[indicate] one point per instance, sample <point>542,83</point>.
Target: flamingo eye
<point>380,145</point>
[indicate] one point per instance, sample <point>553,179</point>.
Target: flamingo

**Task details:** Among the entries above, say how many lines hold the word "instance". No other words belong in the answer.

**Written solution:** 2